BEGIN Dataset

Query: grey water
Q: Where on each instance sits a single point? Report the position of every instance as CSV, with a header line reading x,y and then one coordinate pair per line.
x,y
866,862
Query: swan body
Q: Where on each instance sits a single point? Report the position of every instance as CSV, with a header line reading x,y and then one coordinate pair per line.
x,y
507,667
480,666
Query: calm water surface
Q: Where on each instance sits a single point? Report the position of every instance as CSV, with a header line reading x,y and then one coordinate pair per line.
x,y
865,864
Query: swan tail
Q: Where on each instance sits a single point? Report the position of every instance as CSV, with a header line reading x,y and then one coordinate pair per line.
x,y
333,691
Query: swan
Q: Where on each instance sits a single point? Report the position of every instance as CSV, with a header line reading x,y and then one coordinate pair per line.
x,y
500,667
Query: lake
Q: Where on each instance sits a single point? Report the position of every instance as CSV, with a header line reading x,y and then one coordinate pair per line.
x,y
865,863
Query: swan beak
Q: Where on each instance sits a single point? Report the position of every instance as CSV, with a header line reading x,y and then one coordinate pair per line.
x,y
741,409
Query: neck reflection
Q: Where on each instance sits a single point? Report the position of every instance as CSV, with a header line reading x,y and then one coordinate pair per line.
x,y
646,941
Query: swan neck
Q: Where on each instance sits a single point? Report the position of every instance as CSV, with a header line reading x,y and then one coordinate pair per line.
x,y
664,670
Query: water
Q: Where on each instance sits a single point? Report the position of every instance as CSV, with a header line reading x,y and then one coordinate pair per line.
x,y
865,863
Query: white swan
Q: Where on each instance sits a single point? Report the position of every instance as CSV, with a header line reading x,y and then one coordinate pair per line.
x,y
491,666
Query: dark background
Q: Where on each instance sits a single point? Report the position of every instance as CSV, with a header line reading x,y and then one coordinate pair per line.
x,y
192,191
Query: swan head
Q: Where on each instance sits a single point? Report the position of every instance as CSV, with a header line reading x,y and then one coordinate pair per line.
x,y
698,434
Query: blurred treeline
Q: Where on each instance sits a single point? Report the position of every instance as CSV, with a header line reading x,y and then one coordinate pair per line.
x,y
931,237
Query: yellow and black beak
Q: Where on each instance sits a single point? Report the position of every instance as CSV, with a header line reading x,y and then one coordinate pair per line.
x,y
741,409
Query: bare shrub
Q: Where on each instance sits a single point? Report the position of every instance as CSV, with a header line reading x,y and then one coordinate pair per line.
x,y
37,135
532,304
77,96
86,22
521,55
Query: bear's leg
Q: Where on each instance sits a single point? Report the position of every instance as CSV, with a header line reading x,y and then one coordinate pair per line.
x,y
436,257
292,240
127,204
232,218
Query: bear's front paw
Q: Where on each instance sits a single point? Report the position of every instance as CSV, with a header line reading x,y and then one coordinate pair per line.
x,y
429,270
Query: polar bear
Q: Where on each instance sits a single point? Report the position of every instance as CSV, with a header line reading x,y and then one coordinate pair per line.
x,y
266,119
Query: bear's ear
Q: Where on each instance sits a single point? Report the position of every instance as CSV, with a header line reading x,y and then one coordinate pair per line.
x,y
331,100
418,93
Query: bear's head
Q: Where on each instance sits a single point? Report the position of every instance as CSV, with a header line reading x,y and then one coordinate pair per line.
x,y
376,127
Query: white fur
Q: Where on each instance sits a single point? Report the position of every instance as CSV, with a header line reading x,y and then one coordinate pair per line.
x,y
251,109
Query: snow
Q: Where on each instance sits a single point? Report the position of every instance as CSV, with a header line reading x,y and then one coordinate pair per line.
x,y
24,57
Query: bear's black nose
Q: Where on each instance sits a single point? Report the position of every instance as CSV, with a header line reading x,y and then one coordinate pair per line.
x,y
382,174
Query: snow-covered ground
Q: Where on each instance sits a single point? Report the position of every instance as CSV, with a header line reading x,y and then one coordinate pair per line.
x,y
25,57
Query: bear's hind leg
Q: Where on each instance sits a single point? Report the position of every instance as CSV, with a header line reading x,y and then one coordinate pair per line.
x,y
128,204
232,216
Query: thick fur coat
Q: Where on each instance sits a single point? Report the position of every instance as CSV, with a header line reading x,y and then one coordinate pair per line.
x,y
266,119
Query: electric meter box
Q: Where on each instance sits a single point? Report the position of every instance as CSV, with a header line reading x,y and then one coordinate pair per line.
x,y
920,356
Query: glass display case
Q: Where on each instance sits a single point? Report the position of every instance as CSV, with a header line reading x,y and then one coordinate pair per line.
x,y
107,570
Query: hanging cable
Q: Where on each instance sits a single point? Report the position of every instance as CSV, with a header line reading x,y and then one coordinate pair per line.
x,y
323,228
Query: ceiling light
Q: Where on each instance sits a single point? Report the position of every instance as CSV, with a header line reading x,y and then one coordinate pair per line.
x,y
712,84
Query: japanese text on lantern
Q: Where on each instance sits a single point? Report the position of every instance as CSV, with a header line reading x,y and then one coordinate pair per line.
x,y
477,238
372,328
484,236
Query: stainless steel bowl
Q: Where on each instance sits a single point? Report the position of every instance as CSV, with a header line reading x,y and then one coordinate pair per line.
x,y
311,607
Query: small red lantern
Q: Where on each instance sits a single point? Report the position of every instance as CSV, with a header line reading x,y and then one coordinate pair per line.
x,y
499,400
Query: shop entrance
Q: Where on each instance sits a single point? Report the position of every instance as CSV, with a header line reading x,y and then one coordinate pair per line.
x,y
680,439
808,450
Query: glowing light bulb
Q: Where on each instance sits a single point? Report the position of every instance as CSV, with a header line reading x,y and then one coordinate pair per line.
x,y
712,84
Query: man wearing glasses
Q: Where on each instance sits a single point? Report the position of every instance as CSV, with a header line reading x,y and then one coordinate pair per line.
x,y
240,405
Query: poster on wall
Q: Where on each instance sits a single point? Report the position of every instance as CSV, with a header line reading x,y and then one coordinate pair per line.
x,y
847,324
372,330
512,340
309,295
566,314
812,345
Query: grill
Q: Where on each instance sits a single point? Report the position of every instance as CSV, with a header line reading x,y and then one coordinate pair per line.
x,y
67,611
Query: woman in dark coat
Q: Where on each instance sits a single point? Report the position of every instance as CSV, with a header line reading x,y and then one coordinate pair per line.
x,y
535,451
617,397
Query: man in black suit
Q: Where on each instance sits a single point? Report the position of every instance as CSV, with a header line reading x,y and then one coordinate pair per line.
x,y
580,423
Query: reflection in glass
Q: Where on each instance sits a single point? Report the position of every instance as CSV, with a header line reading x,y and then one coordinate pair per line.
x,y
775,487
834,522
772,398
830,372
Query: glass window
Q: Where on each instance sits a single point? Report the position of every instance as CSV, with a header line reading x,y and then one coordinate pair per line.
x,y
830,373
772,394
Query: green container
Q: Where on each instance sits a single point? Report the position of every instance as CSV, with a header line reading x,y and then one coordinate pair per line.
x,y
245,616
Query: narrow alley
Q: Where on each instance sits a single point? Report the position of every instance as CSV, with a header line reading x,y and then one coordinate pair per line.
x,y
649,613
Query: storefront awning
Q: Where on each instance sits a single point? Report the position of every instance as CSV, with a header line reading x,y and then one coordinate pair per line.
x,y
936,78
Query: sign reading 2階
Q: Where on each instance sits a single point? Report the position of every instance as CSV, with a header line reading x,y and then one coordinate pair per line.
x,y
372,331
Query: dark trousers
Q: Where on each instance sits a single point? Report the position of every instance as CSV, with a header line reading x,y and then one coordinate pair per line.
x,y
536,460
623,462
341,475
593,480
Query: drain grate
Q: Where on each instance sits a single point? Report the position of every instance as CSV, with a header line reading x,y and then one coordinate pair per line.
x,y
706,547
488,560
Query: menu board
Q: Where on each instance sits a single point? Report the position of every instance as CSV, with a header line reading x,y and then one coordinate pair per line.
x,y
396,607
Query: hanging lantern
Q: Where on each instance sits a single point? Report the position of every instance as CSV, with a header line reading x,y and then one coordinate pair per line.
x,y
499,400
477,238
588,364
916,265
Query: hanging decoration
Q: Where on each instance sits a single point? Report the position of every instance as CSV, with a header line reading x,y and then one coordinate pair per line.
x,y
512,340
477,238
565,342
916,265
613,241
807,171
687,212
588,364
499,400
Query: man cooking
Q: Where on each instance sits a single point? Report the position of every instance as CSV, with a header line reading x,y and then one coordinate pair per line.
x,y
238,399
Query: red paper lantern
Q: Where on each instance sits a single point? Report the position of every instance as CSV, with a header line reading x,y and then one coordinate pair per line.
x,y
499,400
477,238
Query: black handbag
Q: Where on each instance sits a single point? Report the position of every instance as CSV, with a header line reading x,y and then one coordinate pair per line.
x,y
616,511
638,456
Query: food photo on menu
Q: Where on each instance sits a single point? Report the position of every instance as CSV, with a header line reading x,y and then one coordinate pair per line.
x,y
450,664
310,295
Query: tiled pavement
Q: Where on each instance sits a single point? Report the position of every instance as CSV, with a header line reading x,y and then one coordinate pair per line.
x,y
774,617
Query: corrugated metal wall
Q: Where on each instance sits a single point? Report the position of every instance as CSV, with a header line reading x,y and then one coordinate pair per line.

END Dataset

_Your instructions:_ Set down, exactly and in full, the lines from the one containing "Query: hanging decoration" through the end of the entries; no other line belongs.

_Answer to the problem:_
Query: hanging decoration
Q: Where on each instance sits a single point? Report the position of every instance as CSV, with a header line reading x,y and then one coordinate pair per line.
x,y
512,340
477,238
565,342
916,265
613,241
807,171
687,212
588,364
499,400
Query: man cooking
Q: Where on each instance sits a single point? Report the position of every instance as CSV, with a header line reading x,y and then one coordinate pair per line.
x,y
238,399
Query: red paper lantern
Q: Where on each instance sits a single point? Report the position of every instance as CSV, with a header line reading x,y and then one coordinate pair per line.
x,y
499,400
477,238
Query: black handbag
Q: Where on each instance sits a single point? Report the position of every instance as CSV, with a header line reading x,y and then one coordinate pair per line.
x,y
616,511
638,456
Query: food photo on menu
Q: Where on each instance sits a single point? Report the position of every instance as CSV, with a header line reading x,y and then one coordinate pair per line.
x,y
450,664
310,295
Query: tiled pavement
Q: Where on each instance sits a single point? Report the position of every instance as CSV, with a header line reading x,y and then one coordinate pair per line.
x,y
774,617
Query: corrugated metal wall
Q: Where on each instance sits a single point? Report the position of every instance as CSV, with a header line reading x,y and then one coordinate pair per line.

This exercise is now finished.